(Saved data entries)
◆ ◆ ◆ ◆ ◆
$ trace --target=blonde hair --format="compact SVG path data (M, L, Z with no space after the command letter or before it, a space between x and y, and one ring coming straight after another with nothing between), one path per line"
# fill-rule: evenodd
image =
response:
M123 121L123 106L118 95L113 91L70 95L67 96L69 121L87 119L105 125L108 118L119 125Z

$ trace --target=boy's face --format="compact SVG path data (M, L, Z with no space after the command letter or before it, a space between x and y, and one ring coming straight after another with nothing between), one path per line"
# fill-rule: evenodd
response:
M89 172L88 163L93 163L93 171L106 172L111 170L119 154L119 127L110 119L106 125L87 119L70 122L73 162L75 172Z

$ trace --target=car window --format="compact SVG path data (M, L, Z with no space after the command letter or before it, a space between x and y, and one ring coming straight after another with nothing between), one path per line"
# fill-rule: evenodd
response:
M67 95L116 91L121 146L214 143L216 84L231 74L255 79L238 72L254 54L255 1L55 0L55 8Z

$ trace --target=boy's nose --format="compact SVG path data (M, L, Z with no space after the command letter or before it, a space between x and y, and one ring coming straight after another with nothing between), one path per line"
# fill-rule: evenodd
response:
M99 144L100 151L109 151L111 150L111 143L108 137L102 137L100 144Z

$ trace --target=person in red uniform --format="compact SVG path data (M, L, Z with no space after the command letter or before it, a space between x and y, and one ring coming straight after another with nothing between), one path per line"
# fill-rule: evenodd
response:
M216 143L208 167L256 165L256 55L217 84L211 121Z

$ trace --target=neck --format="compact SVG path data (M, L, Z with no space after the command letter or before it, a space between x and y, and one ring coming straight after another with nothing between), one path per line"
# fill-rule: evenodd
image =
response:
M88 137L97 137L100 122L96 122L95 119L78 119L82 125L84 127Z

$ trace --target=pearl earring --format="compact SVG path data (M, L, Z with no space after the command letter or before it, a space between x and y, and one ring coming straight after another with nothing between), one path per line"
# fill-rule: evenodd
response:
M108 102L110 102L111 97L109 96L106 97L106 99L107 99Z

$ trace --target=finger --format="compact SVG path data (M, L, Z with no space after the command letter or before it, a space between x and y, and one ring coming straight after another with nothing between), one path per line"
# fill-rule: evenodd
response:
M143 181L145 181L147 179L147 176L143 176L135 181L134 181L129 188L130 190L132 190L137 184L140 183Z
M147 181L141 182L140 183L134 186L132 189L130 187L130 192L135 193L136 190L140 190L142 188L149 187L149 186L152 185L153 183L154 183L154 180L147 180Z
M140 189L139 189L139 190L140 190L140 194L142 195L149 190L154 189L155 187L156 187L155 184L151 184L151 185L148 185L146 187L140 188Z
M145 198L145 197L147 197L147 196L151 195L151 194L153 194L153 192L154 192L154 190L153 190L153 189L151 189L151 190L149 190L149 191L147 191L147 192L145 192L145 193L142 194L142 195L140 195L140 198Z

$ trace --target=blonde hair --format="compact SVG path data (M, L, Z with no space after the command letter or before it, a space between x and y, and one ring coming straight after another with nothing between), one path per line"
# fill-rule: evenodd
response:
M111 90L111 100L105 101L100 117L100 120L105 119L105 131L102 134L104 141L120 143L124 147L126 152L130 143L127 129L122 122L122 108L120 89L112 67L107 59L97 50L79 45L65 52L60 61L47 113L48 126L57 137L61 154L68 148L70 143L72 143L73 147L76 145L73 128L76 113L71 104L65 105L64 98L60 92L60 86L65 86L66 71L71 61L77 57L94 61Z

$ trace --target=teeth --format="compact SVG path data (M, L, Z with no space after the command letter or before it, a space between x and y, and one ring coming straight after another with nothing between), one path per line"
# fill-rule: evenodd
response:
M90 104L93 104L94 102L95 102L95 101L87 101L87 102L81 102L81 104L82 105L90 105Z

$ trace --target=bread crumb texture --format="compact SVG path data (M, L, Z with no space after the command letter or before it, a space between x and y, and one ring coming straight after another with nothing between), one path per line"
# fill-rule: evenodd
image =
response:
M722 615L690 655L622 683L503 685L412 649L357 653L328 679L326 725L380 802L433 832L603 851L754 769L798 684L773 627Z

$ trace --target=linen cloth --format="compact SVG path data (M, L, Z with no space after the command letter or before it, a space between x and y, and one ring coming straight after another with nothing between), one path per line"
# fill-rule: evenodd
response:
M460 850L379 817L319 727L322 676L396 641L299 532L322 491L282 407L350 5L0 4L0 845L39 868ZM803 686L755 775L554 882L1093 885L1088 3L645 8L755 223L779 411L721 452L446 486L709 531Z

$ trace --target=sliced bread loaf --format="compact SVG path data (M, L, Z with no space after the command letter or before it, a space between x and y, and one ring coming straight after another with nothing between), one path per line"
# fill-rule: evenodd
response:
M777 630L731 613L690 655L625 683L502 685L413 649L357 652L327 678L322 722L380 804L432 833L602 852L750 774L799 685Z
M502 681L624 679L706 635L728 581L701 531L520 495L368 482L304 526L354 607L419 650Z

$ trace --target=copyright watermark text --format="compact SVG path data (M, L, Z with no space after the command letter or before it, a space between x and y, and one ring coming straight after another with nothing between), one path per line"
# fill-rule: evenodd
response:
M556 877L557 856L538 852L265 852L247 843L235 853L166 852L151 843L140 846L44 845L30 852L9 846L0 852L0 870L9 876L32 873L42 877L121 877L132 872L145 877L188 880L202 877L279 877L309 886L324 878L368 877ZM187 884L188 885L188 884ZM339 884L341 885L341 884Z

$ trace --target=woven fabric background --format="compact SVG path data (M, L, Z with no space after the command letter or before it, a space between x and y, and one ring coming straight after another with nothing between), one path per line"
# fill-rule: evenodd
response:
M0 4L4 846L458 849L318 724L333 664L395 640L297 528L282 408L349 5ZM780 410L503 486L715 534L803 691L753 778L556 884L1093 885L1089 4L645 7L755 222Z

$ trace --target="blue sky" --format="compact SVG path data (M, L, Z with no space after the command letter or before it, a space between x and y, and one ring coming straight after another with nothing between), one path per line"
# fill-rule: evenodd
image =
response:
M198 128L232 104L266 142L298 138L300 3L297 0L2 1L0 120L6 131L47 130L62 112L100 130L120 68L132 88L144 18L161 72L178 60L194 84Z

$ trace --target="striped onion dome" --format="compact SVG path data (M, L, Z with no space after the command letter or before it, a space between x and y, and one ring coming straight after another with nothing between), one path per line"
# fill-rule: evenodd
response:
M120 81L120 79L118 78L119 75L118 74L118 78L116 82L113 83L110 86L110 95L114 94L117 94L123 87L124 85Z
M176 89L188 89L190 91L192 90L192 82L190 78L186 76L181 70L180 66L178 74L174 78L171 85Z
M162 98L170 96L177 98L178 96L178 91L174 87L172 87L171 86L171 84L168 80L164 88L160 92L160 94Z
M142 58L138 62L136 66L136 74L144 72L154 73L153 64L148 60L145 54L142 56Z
◆ ◆ ◆ ◆ ◆
Directive:
Arrange each line of the records above as a Markdown table with two columns, Row and Line. Give each row its number, and leave out the blank lines.

Solution for this exercise:
| Row | Line |
|---|---|
| 1 | $ trace --target=blonde hair --format="compact SVG path data (M, L, Z with no space after the command letter or before it, a space between x and y, and one ring coming straight after another with nothing between), one path per line" |
| 2 | # fill-rule: evenodd |
| 3 | image = |
| 4 | response: |
| 5 | M123 121L123 106L118 95L113 91L70 95L67 96L69 121L87 119L105 125L108 118L119 125Z |
| 6 | $ trace --target=boy's face --format="compact SVG path data (M, L, Z with no space after the command letter or before it, a space between x and y, and one ring coming straight after another with nothing between), one path per line" |
| 7 | # fill-rule: evenodd |
| 8 | response: |
| 9 | M89 172L88 163L93 163L93 171L106 172L111 170L119 154L119 127L110 119L106 125L87 119L70 122L73 162L75 172Z |
| 10 | $ trace --target=car window --format="compact SVG path data (M, L, Z with no space after the command letter or before it, a space between x and y, and one ring coming straight after another with nothing between), one path per line" |
| 11 | # fill-rule: evenodd |
| 12 | response: |
| 13 | M67 95L116 91L121 146L214 143L216 84L231 74L255 79L238 72L254 54L255 1L55 0L55 8Z |
| 14 | $ trace --target=boy's nose --format="compact SVG path data (M, L, Z with no space after the command letter or before it, a space between x and y, and one ring coming straight after another with nothing between), one path per line" |
| 15 | # fill-rule: evenodd |
| 16 | response: |
| 17 | M99 144L100 151L109 151L111 150L111 143L108 137L102 137L100 144Z |
| 18 | $ trace --target=person in red uniform --format="compact SVG path data (M, L, Z with no space after the command letter or before it, a space between x and y, and one ring coming straight after another with nothing between), one path per line" |
| 19 | # fill-rule: evenodd |
| 20 | response: |
| 21 | M216 143L208 167L256 165L256 55L217 84L211 121Z |
| 22 | $ trace --target=neck --format="compact SVG path data (M, L, Z with no space after the command letter or before it, a space between x and y, and one ring coming straight after another with nothing between), one path per line" |
| 23 | # fill-rule: evenodd |
| 24 | image = |
| 25 | response: |
| 26 | M88 137L97 137L100 122L96 122L95 119L78 119L82 125L84 127Z |
| 27 | $ trace --target=pearl earring --format="compact SVG path data (M, L, Z with no space after the command letter or before it, a space between x and y, and one ring coming straight after another with nothing between), one path per line" |
| 28 | # fill-rule: evenodd |
| 29 | response: |
| 30 | M108 102L110 102L111 97L109 96L106 97L106 99L107 99Z |
| 31 | $ trace --target=finger --format="compact SVG path data (M, L, Z with no space after the command letter or before it, a space between x and y, and one ring coming straight after another with nothing between), one path per line" |
| 32 | # fill-rule: evenodd |
| 33 | response: |
| 34 | M143 181L145 181L147 179L147 176L143 176L135 181L134 181L129 188L130 190L132 190L137 184L140 183Z |
| 35 | M147 181L141 182L140 183L134 186L132 189L130 187L130 192L135 193L136 190L140 190L142 188L149 187L149 186L152 185L153 183L154 183L154 180L147 180Z |
| 36 | M140 189L139 189L139 190L140 190L140 194L142 195L149 190L154 189L155 187L156 187L155 184L151 184L151 185L148 185L146 187L140 188Z |
| 37 | M145 198L145 197L147 197L147 196L151 195L151 194L153 194L153 192L154 192L154 190L153 190L153 189L151 189L151 190L149 190L149 191L147 191L147 192L145 192L145 193L142 194L142 195L140 195L140 198Z |
| 38 | $ trace --target=blonde hair --format="compact SVG path data (M, L, Z with no space after the command letter or before it, a space between x and y, and one ring coming straight after another with nothing between), one path per line" |
| 39 | # fill-rule: evenodd |
| 40 | response: |
| 41 | M111 90L111 100L105 101L100 117L100 120L105 119L105 131L102 134L104 141L120 143L124 147L126 152L130 143L127 129L122 122L122 108L120 89L112 67L107 59L97 50L79 45L65 52L60 61L47 113L48 126L57 137L61 154L68 148L70 143L72 143L73 147L76 145L73 128L76 113L71 104L65 105L64 98L60 92L60 86L65 86L66 71L71 61L77 57L94 61Z |
| 42 | $ trace --target=teeth --format="compact SVG path data (M, L, Z with no space after the command letter or before it, a space between x and y, and one ring coming straight after another with nothing between), one path per line" |
| 43 | # fill-rule: evenodd |
| 44 | response: |
| 45 | M90 104L93 104L94 102L95 102L95 101L87 101L87 102L81 102L81 104L82 105L90 105Z |
| 46 | $ trace --target=bread crumb texture --format="compact SVG path data (M, L, Z with no space after the command letter or before it, a space between x and y, and one ring coming straight after another with nothing between), one path per line" |
| 47 | # fill-rule: evenodd |
| 48 | image = |
| 49 | response: |
| 50 | M722 615L690 655L622 683L503 685L412 649L357 653L328 679L326 725L380 802L433 832L603 851L754 769L798 684L773 627Z |
| 51 | $ trace --target=linen cloth --format="compact SVG path data (M, L, Z with no space after the command letter or before it, a space between x and y, and one ring coming straight after another with nothing between), one path per line" |
| 52 | # fill-rule: evenodd |
| 53 | response: |
| 54 | M460 850L379 817L319 727L322 676L396 641L299 532L322 491L282 407L350 5L0 4L0 845L39 868ZM803 686L755 775L554 882L1093 885L1088 3L645 8L755 223L779 411L721 452L446 486L709 531Z |
| 55 | $ trace --target=sliced bread loaf --format="compact SVG path data (M, L, Z with no space after the command letter or before it, a space between x and y, and one ring coming straight after another with nothing between), one path per line" |
| 56 | # fill-rule: evenodd |
| 57 | response: |
| 58 | M777 630L731 613L690 655L625 683L502 685L413 649L357 652L327 678L322 722L380 804L432 833L602 852L750 774L799 685Z |
| 59 | M502 681L624 679L706 635L728 581L701 531L520 495L368 482L304 526L354 607L419 650Z |
| 60 | $ trace --target=copyright watermark text --format="compact SVG path data (M, L, Z with no space after the command letter or before it, a space between x and y, and one ring coming straight after another with nothing between), one path per line" |
| 61 | # fill-rule: evenodd |
| 62 | response: |
| 63 | M556 877L557 856L538 852L265 852L247 843L235 853L166 852L151 843L140 846L44 845L30 852L9 846L0 852L0 870L9 876L32 873L42 877L121 877L132 872L145 877L188 880L202 877L279 877L309 886L324 878L368 877ZM187 884L188 885L188 884ZM339 884L341 885L341 884Z |
| 64 | $ trace --target=woven fabric background --format="compact SVG path data (M, L, Z with no space after the command letter or before it, a space between x and y, and one ring coming straight after another with nothing between), one path per line" |
| 65 | # fill-rule: evenodd |
| 66 | response: |
| 67 | M0 4L4 846L458 849L318 724L333 664L395 640L297 528L282 408L349 5ZM780 410L503 486L715 534L803 691L753 778L556 884L1093 885L1089 4L645 7L755 222Z |
| 68 | $ trace --target="blue sky" --format="compact SVG path data (M, L, Z with no space after the command letter or before it, a space between x and y, and one ring coming straight after another with nothing between), one path per line" |
| 69 | # fill-rule: evenodd |
| 70 | image = |
| 71 | response: |
| 72 | M198 128L232 104L266 142L298 138L300 3L297 0L2 1L0 120L6 131L47 130L62 112L100 130L120 68L132 88L144 18L161 72L178 60L194 84Z |
| 73 | $ trace --target="striped onion dome" --format="compact SVG path data (M, L, Z with no space after the command letter or before it, a space between x and y, and one ring coming straight after another with nothing between), one path per line" |
| 74 | # fill-rule: evenodd |
| 75 | response: |
| 76 | M120 81L120 79L118 78L119 75L118 74L118 78L116 82L113 83L110 86L110 95L114 94L117 94L123 87L124 85Z |
| 77 | M176 89L188 89L190 91L192 90L192 82L190 78L186 76L181 70L180 66L178 74L174 78L171 85Z |
| 78 | M162 98L170 96L177 98L178 96L178 91L174 87L172 87L171 86L171 84L168 80L164 88L160 92L160 94Z |
| 79 | M142 58L138 62L136 66L136 74L144 72L154 73L153 64L148 60L145 54L142 56Z |